**Extract to read:**
None of this stays useful on its own. My team reviews our skills and coding standards regularly, updating them as our architecture evolves and as we learn what works and what doesn’t. Skills that go stale produce stale output. Treating them as a living part of the codebase, not a one-time setup, is what keeps Claude Code sharp instead of just fast.

We’re building AI into the product too

It’s not just internal tooling. My team is building AI features directly into our product using RAG applications with the Anthropic SDK. We’re not just consumers of AI assistance anymore. We’re shipping AI capability to our own users.

What didn’t change, and this matters more than the speed

Code reviews are still done by humans. Nothing merges to main without a human approving it on a pull request. That line hasn’t moved and it isn’t going to.

No code or solution proposed by Claude gets accepted without being judged first. My engineers and QAs are still the ones responsible for quality and security standards. AI proposes. People decide.

**Extracted material:**
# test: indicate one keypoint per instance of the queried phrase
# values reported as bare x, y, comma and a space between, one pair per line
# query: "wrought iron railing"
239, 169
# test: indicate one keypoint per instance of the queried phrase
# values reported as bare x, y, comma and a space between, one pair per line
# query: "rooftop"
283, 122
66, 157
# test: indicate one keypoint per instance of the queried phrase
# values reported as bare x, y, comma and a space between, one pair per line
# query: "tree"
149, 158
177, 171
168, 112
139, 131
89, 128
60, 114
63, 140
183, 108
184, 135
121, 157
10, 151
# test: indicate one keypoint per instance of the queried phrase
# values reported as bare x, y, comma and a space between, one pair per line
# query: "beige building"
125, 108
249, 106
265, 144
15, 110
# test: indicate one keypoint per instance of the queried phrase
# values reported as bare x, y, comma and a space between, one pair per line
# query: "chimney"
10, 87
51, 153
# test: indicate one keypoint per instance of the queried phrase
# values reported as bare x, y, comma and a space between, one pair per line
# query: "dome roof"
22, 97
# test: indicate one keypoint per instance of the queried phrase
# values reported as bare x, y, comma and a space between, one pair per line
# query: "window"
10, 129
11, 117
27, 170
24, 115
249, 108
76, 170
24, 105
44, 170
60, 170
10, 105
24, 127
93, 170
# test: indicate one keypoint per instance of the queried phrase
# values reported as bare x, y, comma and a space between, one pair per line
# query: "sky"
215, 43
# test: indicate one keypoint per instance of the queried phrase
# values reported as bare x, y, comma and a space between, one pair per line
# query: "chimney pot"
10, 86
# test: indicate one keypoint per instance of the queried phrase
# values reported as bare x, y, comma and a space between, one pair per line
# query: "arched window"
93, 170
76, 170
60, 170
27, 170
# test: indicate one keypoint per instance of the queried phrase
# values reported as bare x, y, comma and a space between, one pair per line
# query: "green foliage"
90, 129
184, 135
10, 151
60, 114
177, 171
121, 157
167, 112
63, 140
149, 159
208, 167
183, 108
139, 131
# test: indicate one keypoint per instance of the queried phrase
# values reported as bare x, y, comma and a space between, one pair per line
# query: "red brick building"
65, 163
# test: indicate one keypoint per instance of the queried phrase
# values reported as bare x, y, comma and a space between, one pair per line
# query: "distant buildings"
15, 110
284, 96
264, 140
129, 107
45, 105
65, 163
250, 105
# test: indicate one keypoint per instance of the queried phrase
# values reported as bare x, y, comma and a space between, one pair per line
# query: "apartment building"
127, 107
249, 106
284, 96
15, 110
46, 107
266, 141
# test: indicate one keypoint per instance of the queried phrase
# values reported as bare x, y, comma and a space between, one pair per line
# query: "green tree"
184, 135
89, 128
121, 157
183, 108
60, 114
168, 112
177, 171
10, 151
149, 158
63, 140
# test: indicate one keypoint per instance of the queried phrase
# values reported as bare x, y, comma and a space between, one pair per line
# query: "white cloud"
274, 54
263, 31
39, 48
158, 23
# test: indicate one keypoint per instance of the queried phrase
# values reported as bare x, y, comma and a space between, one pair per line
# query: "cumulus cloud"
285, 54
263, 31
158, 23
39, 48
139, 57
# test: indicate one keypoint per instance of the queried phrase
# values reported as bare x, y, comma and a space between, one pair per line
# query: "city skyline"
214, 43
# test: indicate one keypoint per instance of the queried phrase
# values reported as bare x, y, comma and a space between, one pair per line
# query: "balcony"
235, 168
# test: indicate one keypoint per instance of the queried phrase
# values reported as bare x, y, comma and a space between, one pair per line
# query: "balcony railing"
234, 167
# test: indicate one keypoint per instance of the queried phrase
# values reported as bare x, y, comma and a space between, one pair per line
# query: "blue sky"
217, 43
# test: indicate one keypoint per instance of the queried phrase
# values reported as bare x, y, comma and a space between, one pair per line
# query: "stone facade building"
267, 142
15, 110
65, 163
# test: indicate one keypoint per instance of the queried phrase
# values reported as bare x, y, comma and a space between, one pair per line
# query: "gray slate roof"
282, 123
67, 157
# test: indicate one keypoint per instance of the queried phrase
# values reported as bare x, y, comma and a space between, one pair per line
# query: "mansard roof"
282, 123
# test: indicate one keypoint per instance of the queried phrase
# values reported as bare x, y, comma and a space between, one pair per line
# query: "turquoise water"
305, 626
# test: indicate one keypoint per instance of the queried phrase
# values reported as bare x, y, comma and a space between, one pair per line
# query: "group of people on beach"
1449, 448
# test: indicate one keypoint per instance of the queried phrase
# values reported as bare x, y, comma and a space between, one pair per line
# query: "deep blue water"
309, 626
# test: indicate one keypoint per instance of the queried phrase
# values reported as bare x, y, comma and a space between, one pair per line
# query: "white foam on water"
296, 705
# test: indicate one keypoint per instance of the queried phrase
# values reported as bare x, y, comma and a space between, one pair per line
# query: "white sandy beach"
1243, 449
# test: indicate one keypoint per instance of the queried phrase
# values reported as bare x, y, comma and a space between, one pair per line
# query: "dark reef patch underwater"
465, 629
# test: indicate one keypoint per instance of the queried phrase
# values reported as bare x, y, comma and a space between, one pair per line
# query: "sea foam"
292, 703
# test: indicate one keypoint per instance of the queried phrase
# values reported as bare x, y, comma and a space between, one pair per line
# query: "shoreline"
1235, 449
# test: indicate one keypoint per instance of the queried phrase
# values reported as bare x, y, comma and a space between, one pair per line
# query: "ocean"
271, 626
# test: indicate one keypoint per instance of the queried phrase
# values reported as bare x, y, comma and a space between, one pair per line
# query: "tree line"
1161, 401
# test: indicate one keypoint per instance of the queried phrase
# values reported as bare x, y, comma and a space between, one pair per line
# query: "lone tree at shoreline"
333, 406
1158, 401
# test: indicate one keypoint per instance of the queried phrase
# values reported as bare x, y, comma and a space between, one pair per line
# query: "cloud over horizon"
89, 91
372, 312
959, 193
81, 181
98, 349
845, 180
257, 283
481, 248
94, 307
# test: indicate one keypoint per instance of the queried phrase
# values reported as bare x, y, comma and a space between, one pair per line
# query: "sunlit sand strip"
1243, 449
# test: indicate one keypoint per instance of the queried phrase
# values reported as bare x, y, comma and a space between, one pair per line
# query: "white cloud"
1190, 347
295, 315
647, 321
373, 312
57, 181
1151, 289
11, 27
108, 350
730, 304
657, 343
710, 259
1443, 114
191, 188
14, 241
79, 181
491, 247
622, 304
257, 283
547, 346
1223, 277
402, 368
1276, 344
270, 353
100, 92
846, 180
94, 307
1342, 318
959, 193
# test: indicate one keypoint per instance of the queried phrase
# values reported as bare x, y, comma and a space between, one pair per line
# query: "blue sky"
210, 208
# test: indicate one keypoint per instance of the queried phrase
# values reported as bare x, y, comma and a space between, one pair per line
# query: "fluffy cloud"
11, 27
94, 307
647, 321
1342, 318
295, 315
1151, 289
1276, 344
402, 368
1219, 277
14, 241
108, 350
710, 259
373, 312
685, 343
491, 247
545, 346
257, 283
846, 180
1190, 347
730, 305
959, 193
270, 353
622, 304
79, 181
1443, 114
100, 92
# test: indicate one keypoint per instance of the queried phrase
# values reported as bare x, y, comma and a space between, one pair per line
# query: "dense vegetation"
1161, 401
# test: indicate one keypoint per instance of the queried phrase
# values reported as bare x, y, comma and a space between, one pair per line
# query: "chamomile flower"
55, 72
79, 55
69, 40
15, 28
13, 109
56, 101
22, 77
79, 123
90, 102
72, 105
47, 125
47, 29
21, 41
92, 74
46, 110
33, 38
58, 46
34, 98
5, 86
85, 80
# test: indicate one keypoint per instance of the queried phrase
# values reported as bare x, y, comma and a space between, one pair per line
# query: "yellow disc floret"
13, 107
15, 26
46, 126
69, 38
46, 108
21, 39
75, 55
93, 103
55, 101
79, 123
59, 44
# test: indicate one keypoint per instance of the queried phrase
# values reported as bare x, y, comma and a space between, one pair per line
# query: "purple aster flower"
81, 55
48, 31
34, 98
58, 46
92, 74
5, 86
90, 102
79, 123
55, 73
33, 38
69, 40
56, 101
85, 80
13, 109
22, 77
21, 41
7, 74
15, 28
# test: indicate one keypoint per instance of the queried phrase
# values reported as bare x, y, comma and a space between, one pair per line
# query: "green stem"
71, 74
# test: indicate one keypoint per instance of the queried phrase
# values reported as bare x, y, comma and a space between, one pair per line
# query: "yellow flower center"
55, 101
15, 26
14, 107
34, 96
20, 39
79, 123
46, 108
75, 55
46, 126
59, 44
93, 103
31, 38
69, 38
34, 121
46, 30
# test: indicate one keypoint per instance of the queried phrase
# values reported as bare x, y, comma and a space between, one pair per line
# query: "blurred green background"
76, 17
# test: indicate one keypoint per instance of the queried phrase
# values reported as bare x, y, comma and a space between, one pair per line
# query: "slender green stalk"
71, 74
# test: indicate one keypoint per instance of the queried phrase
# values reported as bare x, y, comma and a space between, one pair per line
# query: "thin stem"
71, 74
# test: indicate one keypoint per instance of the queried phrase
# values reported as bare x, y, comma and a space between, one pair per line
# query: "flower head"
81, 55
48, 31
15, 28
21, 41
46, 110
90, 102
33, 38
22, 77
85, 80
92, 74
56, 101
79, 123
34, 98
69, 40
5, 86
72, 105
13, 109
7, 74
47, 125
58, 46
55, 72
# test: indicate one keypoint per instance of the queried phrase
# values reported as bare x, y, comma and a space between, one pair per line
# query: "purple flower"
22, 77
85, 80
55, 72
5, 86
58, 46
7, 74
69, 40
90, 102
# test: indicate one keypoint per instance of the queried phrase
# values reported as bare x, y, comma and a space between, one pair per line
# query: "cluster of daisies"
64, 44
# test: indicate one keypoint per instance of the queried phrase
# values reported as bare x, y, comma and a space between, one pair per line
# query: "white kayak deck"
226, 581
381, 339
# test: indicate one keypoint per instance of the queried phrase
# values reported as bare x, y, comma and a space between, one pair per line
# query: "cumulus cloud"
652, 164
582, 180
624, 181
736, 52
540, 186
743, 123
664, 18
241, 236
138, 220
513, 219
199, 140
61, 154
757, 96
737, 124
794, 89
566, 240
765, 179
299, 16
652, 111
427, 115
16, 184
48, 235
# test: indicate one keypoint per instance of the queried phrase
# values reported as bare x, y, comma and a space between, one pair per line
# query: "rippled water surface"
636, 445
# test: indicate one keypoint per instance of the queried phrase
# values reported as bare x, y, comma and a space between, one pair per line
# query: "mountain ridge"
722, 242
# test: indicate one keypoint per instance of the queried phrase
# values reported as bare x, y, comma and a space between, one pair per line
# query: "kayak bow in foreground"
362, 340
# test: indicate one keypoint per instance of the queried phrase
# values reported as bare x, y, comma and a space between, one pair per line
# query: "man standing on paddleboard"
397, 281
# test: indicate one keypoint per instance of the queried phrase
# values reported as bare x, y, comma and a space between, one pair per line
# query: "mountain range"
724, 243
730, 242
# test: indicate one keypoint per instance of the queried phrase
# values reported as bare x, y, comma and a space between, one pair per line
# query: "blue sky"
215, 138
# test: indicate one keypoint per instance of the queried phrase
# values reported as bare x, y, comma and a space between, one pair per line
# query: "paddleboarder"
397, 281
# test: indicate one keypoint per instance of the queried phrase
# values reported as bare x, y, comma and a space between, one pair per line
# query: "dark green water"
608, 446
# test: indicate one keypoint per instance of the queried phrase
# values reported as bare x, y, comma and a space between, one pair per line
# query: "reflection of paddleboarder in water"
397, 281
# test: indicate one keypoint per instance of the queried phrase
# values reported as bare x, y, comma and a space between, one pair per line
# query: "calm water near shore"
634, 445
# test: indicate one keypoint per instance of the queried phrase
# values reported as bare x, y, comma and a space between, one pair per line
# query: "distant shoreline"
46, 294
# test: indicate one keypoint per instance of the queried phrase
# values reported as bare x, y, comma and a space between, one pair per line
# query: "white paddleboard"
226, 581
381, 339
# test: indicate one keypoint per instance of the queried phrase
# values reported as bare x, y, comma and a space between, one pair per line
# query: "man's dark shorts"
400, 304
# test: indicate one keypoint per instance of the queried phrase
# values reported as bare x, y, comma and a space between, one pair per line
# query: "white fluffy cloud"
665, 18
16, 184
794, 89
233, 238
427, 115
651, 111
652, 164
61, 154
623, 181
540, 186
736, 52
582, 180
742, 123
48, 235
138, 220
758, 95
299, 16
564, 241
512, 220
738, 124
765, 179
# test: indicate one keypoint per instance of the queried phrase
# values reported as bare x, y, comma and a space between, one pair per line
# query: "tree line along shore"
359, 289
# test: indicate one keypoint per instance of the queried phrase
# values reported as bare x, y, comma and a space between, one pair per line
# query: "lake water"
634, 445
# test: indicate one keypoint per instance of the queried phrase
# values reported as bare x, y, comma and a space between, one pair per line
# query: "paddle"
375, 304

**Problems to work on:**
1: Edit the text on AI in the team's work, starting with "We’re building AI" and going on through "proposes. People decide.", with "humans" replaced by "people".
2: Please rewrite the paragraph of the text on AI in the team's work that begins "No code or solution proposed by Claude" more briefly, keeping its main facts.
The records stand apart from the text on AI in the team's work.

**List of answers:**
1:
We’re building AI into the product too

It’s not just internal tooling. My team is building AI features directly into our product using RAG applications with the Anthropic SDK. We’re not just consumers of AI assistance anymore. We’re shipping AI capability to our own users.

What didn’t change, and this matters more than the speed

Code reviews are still done by people. Nothing merges to main without a human approving it on a pull request. That line hasn’t moved and it isn’t going to.

No code or solution proposed by Claude gets accepted without being judged first. My engineers and QAs are still the ones responsible for quality and security standards. AI proposes. People decide.

2: Every code or solution Claude proposes is judged before it is accepted. Engineers and QAs remain responsible for quality and security standards. AI proposes; people decide.